#### [Document]
::::

DeepSea functional tests

This topic is long. I did not know my exact audience, but imagined a developer with little Salt experience. Also, this is truly a work in progress. I reserve the right to change names of directories and files. :)

=== DeepSea has qa tests but these are written with Teuthology in mind. This implies that the environment is always a fresh set of VMs and that resetting the Ceph cluster is not a requirement.

Having access to these tests would be valuable for developers. The current workflow is expensive though in terms of time. Develop a set of changes. Build another environment (or destroy the current development environment depending on available hardware), pick a basic suite from the deepsea-qa package, run it, debug any environment related issues and correct, verify that the suite still succeeds. Now, rinse and repeat for other suites. Whether or not a developer knows which suites are safe to skip is based on experience.

As a result, I do not know anyone that does this rigorously.

So, let's take a step back and realize that developers and Teuthology have overlapping but two different sets of requirements. Teuthology is building a small set of VMs and executing some steps that prove some functionality is working. Developers have a working cluster but would like to know if their recent changes have broken any functionality.

Originally when I delved into the qa suite, I had the idea of states or orchestrations trying to call any of the suites. With manual experimentation, I found that this approach costs more than necessary. For an 18 node cluster, the calls to all the stages resulted in a 14-17 minute runtime. Additionally, the output is so long (especially with a particular Salt 2017 bug printing nuiscance stack traces continually) that any issue requires effort to investigate.

After a closer look at health-ok.sh, I realized that I only needed the tests after the stages.

I converted one example that I do not plan to keep, but left it here as an example. The example is create write_test pool. While this works, anyone debugging this has a few hoops to jump through. Second, anyone cutting/pasting the line without the subshell will pollute their shell. In all, sourcing a file to call a function is a bit opaque and requires reading the code. I believe this can and should be more friendly to both developers and admins.

The next example I realized is creating an on-the-fly shell script and then invoking Salt. Sticking with the original plan of using Salt, this flow would be Salt->sourced file->function->on-the-fly script->Salt. Since I ended with what I started, I implemented the rados_write function in Salt directly. This is rados write.

::::

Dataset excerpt
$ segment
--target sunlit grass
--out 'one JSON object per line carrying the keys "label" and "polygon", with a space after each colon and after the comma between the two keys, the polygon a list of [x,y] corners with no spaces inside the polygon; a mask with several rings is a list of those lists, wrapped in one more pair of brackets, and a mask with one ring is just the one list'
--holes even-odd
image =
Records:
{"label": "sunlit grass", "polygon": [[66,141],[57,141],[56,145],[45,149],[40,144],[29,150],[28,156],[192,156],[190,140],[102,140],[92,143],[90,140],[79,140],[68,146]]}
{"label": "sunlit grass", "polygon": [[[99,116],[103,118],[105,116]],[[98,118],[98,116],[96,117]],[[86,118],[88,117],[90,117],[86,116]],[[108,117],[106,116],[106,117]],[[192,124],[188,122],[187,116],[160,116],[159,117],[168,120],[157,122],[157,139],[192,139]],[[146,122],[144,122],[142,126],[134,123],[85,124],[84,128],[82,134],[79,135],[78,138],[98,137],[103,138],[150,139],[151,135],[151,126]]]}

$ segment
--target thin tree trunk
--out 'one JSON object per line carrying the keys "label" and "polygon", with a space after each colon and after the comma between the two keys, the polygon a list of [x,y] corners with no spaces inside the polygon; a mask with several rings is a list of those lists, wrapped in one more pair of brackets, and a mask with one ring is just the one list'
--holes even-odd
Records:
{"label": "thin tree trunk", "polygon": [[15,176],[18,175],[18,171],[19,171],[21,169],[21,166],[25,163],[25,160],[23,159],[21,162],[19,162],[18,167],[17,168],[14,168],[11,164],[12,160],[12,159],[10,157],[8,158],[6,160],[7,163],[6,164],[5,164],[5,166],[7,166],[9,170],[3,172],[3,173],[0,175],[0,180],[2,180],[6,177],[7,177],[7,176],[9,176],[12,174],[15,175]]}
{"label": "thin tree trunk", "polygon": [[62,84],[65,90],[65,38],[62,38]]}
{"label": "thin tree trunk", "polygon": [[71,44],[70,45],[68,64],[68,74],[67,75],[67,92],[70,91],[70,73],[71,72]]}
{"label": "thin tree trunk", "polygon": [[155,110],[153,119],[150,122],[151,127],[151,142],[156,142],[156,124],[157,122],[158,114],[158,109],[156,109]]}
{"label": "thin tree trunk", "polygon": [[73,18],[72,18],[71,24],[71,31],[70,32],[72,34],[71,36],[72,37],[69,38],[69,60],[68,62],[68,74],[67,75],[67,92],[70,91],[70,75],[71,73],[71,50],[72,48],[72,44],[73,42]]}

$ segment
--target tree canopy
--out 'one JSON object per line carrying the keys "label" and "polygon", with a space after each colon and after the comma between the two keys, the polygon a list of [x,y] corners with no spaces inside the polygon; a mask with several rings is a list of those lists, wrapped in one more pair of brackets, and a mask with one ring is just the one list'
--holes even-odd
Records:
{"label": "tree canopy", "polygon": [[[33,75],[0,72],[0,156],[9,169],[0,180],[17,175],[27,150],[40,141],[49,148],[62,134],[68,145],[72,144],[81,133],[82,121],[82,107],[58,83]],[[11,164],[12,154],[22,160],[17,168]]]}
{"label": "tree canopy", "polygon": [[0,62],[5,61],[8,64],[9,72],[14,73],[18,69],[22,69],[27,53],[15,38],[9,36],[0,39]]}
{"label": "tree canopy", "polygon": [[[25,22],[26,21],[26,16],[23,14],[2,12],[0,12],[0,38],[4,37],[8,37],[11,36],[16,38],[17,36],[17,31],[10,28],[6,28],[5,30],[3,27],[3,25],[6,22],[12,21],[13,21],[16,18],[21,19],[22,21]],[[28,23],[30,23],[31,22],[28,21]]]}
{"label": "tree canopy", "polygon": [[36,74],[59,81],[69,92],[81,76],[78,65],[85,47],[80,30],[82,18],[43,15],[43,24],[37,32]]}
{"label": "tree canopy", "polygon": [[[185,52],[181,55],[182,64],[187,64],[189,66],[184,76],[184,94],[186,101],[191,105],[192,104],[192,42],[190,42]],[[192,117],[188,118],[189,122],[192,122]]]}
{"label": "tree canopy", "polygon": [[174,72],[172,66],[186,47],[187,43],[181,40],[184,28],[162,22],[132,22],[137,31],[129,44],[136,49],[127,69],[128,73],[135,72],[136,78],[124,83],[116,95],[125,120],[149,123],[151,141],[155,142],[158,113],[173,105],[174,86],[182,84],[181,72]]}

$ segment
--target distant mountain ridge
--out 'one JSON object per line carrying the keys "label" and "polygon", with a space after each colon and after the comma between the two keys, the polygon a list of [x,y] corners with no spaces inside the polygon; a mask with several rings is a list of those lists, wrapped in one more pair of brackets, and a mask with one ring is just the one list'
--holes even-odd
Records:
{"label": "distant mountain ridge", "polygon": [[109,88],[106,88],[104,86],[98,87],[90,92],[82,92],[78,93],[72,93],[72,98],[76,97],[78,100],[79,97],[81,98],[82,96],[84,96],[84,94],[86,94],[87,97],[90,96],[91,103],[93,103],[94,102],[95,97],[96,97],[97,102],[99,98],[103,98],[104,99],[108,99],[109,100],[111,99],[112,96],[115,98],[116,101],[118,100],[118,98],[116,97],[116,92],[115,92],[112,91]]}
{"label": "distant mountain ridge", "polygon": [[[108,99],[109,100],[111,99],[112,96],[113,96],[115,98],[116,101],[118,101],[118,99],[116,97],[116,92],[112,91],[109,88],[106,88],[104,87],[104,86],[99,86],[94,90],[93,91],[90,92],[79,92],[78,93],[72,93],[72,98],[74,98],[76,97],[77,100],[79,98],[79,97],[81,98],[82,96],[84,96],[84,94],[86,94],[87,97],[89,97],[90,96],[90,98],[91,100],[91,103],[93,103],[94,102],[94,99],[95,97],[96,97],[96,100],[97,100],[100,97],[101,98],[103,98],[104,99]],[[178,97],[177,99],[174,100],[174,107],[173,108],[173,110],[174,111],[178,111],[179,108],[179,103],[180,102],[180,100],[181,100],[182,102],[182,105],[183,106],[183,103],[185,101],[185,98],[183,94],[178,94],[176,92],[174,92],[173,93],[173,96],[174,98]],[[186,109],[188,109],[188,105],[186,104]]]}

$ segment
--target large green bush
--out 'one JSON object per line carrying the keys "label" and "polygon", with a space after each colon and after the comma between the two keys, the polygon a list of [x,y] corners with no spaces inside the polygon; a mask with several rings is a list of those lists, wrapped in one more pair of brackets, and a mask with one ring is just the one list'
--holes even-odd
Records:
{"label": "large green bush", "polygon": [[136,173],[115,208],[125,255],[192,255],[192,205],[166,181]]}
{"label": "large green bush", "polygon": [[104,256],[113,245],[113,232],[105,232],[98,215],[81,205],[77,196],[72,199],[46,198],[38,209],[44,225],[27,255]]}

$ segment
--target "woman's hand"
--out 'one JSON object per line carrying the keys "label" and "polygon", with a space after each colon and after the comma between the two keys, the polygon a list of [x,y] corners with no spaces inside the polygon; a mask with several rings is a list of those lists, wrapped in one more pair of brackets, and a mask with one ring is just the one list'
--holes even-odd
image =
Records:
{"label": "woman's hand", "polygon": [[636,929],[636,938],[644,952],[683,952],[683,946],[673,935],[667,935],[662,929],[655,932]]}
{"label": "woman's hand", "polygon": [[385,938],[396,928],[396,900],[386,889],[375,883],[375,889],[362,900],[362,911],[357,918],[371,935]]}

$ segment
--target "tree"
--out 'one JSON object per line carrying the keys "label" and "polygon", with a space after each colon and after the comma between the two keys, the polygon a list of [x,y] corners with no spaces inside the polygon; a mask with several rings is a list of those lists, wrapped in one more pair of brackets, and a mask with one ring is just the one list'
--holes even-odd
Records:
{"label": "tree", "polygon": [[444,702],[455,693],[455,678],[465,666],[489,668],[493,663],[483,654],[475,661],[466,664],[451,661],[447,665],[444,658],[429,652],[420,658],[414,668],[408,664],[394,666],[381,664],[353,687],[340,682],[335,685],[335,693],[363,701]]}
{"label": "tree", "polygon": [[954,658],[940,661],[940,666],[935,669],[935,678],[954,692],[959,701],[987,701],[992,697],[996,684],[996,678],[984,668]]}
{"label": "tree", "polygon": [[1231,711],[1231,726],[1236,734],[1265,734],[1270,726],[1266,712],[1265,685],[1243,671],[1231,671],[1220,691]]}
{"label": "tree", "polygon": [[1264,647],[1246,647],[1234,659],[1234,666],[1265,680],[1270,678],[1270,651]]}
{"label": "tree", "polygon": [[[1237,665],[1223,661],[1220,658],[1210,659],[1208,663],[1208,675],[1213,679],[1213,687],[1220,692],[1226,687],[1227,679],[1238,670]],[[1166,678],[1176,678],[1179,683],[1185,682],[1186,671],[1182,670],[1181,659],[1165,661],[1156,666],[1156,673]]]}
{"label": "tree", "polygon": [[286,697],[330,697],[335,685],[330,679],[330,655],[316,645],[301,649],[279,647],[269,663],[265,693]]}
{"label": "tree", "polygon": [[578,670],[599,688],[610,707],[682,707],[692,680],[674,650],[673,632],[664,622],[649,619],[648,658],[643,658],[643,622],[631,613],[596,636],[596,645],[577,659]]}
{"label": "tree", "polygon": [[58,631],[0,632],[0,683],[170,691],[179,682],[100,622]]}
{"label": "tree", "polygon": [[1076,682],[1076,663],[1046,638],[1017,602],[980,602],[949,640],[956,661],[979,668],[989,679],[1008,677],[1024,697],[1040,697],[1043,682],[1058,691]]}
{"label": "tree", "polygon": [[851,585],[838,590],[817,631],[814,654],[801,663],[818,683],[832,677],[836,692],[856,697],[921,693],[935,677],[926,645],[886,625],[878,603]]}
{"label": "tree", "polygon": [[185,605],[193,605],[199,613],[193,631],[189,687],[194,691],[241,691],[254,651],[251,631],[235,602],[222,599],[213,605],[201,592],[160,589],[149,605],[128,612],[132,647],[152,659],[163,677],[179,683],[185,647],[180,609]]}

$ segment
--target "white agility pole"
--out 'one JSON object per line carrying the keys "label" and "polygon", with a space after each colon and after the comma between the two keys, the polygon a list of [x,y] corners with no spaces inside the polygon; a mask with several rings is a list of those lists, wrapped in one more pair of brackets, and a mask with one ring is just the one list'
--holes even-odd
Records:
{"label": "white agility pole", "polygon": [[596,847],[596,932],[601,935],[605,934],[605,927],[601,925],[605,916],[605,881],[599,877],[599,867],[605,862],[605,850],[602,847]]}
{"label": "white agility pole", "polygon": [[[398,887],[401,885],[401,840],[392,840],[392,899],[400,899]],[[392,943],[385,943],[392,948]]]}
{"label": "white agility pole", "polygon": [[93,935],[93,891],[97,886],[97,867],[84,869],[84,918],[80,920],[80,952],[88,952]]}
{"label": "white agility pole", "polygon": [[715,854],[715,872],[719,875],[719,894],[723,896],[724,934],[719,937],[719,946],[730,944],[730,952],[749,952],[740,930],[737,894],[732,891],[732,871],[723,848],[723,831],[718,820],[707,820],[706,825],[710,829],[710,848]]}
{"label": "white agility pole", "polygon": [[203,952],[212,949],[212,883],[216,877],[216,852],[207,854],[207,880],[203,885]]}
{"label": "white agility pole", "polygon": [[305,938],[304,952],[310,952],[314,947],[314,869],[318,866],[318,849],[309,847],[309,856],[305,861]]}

::::

#### [Exercises]
1 – Answer these questions about the DeepSea functional tests text:
(a) For an 18 node cluster, how long did the calls to all the stages take to run?
(b) Which file, on closer inspection, showed that only the tests after the stages were needed?
(c) Which function was implemented directly in Salt?
2 – Filter the entries and copy every line that contains the string "target".

#### [Exercise results]
1 –
(a) 14-17 minutes
(b) health-ok.sh
(c) rados_write

2 –
--target sunlit grass
--target thin tree trunk
--target tree canopy
--target distant mountain ridge
--target large green bush
--target "woman's hand"
--target "tree"
--target "white agility pole"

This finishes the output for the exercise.